**DATA TO USE**
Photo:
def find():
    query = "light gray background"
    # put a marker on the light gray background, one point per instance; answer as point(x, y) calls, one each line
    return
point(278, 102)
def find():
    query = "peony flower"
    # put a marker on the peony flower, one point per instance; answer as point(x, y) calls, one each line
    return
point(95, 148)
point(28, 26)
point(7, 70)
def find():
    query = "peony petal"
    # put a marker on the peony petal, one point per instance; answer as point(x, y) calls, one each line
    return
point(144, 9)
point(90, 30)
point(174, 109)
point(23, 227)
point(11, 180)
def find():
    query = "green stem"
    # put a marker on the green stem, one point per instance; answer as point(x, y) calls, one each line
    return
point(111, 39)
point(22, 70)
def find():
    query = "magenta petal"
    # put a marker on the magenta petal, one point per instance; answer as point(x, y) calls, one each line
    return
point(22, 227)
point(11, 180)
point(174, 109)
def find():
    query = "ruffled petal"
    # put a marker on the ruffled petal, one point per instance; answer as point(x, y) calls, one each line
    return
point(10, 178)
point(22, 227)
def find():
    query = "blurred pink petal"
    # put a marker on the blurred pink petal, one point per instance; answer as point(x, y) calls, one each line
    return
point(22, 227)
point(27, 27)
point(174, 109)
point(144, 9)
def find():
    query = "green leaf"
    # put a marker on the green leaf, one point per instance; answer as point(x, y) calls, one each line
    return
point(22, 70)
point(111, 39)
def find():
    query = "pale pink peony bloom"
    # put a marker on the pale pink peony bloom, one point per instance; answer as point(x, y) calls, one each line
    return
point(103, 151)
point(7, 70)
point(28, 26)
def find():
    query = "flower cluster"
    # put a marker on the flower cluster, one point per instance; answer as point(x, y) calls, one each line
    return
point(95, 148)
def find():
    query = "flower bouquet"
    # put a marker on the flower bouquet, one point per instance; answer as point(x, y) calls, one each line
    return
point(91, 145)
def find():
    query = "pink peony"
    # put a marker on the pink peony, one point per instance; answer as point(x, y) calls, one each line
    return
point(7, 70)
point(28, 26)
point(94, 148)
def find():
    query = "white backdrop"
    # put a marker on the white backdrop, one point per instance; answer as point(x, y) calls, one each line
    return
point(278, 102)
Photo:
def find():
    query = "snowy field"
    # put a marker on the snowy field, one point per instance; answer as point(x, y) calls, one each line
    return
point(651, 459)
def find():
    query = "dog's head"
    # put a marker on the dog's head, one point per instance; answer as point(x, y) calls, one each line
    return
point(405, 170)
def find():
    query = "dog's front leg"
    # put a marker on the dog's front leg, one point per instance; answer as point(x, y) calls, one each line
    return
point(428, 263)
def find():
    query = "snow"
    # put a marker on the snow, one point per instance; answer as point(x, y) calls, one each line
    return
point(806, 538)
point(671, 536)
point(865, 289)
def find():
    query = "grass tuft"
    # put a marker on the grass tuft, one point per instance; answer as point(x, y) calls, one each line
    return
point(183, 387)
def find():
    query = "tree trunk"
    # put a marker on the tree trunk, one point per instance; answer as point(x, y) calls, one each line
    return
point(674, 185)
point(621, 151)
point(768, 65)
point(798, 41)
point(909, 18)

**PROBLEM TO WORK ON**
Each line of the data above is to be set down exactly.

**ANSWER TO THIS TASK**
Photo:
def find():
    query = "light gray background"
    # put a marker on the light gray background, one point per instance; answer as point(x, y) calls, one each line
    return
point(278, 102)
def find():
    query = "peony flower"
    # put a marker on the peony flower, one point per instance; answer as point(x, y) calls, one each line
    return
point(95, 148)
point(28, 26)
point(7, 70)
def find():
    query = "peony petal"
    # put a marker on the peony petal, one point per instance; answer as point(x, y) calls, one each line
    return
point(144, 9)
point(90, 30)
point(174, 109)
point(23, 227)
point(11, 180)
def find():
    query = "green stem"
    # put a marker on the green stem, one point per instance; answer as point(x, y) calls, one each line
    return
point(111, 39)
point(22, 70)
def find():
    query = "magenta petal"
    # put a marker on the magenta petal, one point per instance; answer as point(x, y) calls, one each line
    return
point(22, 227)
point(11, 180)
point(174, 109)
def find():
    query = "ruffled petal"
    # put a marker on the ruffled petal, one point per instance; answer as point(x, y) calls, one each line
    return
point(10, 178)
point(22, 227)
def find():
    query = "blurred pink petal"
    # put a marker on the blurred pink petal, one point per instance; answer as point(x, y) calls, one each line
    return
point(22, 227)
point(27, 27)
point(174, 109)
point(144, 9)
def find():
    query = "green leaf"
    # put a marker on the green leaf, one point per instance; answer as point(x, y) calls, one each line
    return
point(22, 70)
point(111, 39)
def find():
    query = "pale pink peony bloom"
    # put a marker on the pale pink peony bloom, one point per instance; answer as point(x, y) calls, one each line
    return
point(103, 151)
point(7, 70)
point(28, 26)
def find():
    query = "flower cluster"
    # put a marker on the flower cluster, one point per instance; answer as point(x, y) calls, one each line
    return
point(95, 148)
def find():
    query = "flower bouquet"
    # put a marker on the flower bouquet, one point per instance; answer as point(x, y) calls, one each line
    return
point(91, 145)
def find():
    query = "pink peony"
    # put a marker on the pink peony, one point per instance; answer as point(x, y) calls, one each line
    return
point(7, 70)
point(28, 26)
point(94, 148)
def find():
    query = "white backdrop"
    # put a marker on the white backdrop, one point per instance; answer as point(x, y) calls, one each line
    return
point(278, 102)
Photo:
def find():
    query = "snowy field"
    # put a marker on the snowy field, one point per instance; answer as point(x, y) calls, one each line
    return
point(651, 459)
def find():
    query = "dog's head"
    # put a marker on the dog's head, one point per instance; answer as point(x, y) calls, one each line
    return
point(405, 170)
def find():
    query = "dog's front leg"
    # put a marker on the dog's front leg, one point per instance; answer as point(x, y) calls, one each line
    return
point(428, 263)
def find():
    query = "snow"
    # put a marker on the snow, one point per instance; answer as point(x, y) calls, one each line
    return
point(806, 538)
point(671, 536)
point(865, 289)
def find():
    query = "grass tuft"
    # put a marker on the grass tuft, one point per instance; answer as point(x, y) calls, one each line
    return
point(183, 387)
def find():
    query = "tree trunk"
    # put a marker on the tree trunk, one point per instance; answer as point(x, y) calls, one each line
    return
point(674, 185)
point(621, 151)
point(768, 65)
point(798, 41)
point(909, 18)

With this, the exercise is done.